- **Work order**: How would the forum thread about drinking a bottle of wine a day go on? Write its next part, picking up after the last line shown.

- **Document passage**:
###

Does it affect him? No.
Does it affect his job? No.
Does it affect his health? No.
Does it affect your relationship? No.

If you are looking for a reason to harp on him, or to leave him for someone else, this could be a good angle for you to potentially use...

However, I will give you the truth. He will be fine drinking a bottle of wine a day.


----------



## grainofsalt

And besides the posters in this thread that literally spew bad advice, I am also curious about the OP.

OP, you claim to be happily married, yet your chosen handle is "Feeling Lonely"...

Why are you here? What is it you want?

I know what you want... You want out, and you are trying to build up a portfolio of "reasons" to leave... Simply so you can justify leaving him.


----------



## Ikaika

F-L tough spot to be in, but you may want to do some of your own research. Does not mean you can make him change his habits. This, he will have to decide on his own.

http://www.cdc.gov/alcohol/faqs.htm

http://www.niaaa.nih.gov/alcohol-health/overview-alcohol-consumption/moderate-binge-drinking


----------



## Dollystanford

I've genuinely never seen 'yeah no problem to drink two bottles of wine a day' advice


----------



## grainofsalt

Dollystanford said:


> I've genuinely never seen 'yeah no problem to drink two bottles of wine a day' advice


That's because nobody has the balls to post it.

I do. A bottle of wine will put the average man over the legal driving limit, but just barely. By no means "drunk" in the true sense of the term. Perfectly acceptable in the privacy of one's home.

Look, I don't care if people like drinking, or hate drinking. What you do, or what your beliefs are, as it's not my business.

However, I feel so inclined to dispel this "myth" that drinking four beers (or its equivalent) in one sitting will eventually "kill" someone. This is pure crap.

We all know it. You know it. I know it. And the OP knows it.

###

[Data records]
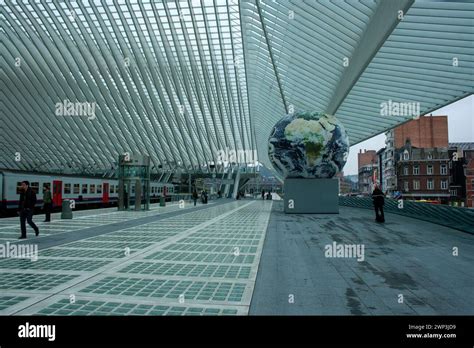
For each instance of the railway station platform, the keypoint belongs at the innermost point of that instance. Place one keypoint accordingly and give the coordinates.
(236, 258)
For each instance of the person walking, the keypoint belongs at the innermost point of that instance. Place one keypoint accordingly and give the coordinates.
(26, 207)
(47, 204)
(379, 200)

###

- **Task output**:
And this is why I asked the OP... Are you trying to build up a portfolio of perceived "faults" so you can dump this guy?


----------



## Dollystanford

No actually I don't know it. Alcohol has a cumulative effect - of course it's fine occasionally but every night, year on year is NOT 'harmless' and you can repeat it until you're blue in the face but I'll never think you're right

In fact you said it was fine to drink double that amount in a night on a regular basis. Even just the calorie content (between 10 and 14k a week extra) should give cause for concern


----------



## Surfacing

Let me give you my perspective....because I was the man you describe. My wife and I were in a very similar situation. I could drink a bottle of wine per night with ease. But it slowly progressed as life, job, stress etc increased. One bottle turned into 2-3 beers on top.....every night. Over a Progression of years I started checking out of my very loving relationship. Yes, I provided. Yes,I tucked the kids in and read their stories. Yes, I took them to their activities. Yes, I told my wife that I loved her. Yes, we had enough money for vacations, clothes and anything my wife/kids wanted whenever they wanted. But, over time I was not giving my wife what she needed emotionally. We stopped communicating effectively. I started "taking care of business" for my family but became quiet, sullen and did not give her what she really wanted....my time. I would get things done and dismiss myself to the back room to be alone with my drink. She repeatedly expressed concern about my drinking and the fact that I was checking out on her. This led to me sneaking my drinks and trying to hide it. Fast forward.....Today we have reached a point where she does not know if she wants to be married to me. I am seeing a counselor and attending AA meetings. We are in marriage counseling. I am a "functional alcoholic." And this fact has directly led to erosion in my marriage. I am not judging or comparing your situation to mine. Perhaps your husband can handle his drink. Perhaps he is a "happy" drinker and can be a good husband while drinking every night. I don't know.....but I thought that, and I am now desperately fighting for my marriage.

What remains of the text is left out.